#### Information supplied ####

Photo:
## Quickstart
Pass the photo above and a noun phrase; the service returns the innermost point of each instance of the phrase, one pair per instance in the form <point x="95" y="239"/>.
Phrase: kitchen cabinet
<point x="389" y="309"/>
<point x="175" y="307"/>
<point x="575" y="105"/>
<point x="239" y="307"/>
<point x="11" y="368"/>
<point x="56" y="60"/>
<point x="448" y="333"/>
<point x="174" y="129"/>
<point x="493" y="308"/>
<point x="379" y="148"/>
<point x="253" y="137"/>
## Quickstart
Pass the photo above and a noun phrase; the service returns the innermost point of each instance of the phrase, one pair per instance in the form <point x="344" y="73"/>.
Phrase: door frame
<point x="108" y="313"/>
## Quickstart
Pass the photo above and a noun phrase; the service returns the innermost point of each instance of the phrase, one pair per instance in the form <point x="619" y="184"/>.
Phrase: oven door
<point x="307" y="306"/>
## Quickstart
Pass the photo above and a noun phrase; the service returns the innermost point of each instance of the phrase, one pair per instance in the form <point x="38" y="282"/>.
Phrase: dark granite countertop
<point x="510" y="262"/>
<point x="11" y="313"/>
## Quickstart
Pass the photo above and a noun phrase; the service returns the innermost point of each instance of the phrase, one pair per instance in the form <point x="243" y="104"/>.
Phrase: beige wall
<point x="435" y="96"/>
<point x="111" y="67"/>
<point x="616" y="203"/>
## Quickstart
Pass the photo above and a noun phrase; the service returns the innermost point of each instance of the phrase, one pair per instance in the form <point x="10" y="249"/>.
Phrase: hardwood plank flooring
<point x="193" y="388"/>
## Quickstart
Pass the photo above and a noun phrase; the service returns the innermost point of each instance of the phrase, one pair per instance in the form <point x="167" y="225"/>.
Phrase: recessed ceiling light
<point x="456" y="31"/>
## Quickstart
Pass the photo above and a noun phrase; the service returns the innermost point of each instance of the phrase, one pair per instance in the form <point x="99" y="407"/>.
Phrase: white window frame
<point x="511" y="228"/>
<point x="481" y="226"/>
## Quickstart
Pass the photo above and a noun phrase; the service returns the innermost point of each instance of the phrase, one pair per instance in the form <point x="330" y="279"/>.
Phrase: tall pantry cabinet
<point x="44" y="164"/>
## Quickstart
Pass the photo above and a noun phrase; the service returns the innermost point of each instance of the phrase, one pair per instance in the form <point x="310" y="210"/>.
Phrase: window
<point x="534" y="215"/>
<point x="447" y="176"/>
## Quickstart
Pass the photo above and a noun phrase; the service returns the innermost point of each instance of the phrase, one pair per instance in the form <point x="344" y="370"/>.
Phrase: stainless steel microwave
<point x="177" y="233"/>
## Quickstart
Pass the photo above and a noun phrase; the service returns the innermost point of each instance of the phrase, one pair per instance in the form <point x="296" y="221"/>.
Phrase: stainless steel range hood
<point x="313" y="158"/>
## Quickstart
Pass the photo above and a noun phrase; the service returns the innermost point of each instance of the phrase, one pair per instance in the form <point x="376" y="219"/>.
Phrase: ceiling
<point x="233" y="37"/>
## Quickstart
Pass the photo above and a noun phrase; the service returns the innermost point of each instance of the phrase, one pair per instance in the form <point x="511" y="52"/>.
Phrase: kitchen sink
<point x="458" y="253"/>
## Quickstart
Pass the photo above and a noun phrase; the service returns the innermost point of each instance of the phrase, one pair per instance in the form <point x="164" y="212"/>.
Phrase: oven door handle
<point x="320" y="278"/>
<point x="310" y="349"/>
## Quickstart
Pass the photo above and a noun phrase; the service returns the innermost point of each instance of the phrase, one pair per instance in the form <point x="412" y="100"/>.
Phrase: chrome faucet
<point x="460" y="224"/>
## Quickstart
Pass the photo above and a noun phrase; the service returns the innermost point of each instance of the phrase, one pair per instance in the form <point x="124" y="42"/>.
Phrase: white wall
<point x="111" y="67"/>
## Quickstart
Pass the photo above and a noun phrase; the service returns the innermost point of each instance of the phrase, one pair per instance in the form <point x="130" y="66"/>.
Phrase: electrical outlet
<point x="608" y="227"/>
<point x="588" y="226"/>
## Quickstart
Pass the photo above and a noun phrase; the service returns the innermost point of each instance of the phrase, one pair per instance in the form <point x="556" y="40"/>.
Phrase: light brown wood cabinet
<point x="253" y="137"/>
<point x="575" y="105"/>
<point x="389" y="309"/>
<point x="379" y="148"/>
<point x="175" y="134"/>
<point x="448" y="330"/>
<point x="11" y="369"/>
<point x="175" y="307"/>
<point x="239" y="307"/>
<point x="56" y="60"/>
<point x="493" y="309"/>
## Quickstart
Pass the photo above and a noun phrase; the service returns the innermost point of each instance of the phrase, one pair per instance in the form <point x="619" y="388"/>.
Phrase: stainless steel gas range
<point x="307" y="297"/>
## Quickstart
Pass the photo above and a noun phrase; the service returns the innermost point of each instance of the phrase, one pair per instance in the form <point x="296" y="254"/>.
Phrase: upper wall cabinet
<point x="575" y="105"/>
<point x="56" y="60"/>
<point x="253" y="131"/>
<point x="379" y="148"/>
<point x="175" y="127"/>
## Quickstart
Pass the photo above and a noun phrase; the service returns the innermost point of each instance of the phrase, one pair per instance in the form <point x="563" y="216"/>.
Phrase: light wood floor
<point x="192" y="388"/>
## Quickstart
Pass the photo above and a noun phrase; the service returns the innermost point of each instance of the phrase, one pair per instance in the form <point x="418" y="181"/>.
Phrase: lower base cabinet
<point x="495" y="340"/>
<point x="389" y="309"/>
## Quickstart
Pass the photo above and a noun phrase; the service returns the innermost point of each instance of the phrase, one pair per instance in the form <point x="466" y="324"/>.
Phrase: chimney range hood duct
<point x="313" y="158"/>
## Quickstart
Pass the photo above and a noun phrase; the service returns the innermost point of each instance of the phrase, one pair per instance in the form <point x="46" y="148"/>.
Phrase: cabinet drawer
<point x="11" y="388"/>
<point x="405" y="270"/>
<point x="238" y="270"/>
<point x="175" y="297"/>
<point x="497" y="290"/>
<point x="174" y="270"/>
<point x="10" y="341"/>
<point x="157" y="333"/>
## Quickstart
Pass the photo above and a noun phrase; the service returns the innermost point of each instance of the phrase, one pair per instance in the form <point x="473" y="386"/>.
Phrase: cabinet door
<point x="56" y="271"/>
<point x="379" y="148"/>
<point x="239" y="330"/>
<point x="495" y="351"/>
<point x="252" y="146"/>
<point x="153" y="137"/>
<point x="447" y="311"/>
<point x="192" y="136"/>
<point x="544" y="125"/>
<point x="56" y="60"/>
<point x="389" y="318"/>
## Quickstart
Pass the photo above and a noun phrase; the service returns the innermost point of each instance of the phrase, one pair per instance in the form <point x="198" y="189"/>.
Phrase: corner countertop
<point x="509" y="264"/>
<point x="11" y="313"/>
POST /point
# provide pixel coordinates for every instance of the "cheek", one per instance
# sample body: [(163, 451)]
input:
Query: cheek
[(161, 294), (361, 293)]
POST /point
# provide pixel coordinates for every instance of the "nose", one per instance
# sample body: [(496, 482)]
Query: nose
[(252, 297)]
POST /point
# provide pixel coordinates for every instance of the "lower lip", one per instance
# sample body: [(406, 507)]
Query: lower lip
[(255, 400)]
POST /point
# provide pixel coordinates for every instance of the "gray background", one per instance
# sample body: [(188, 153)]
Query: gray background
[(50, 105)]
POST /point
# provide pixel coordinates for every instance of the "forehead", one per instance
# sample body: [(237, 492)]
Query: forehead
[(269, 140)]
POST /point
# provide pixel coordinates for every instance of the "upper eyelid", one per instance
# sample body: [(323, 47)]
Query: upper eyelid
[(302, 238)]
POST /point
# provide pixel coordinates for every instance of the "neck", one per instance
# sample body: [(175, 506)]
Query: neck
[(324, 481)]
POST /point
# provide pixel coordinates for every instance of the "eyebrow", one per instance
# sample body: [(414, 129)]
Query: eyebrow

####

• **Exercise objective**:
Tally the lines of the data that contain the string "body" and report the total alone.

• **Written response**:
8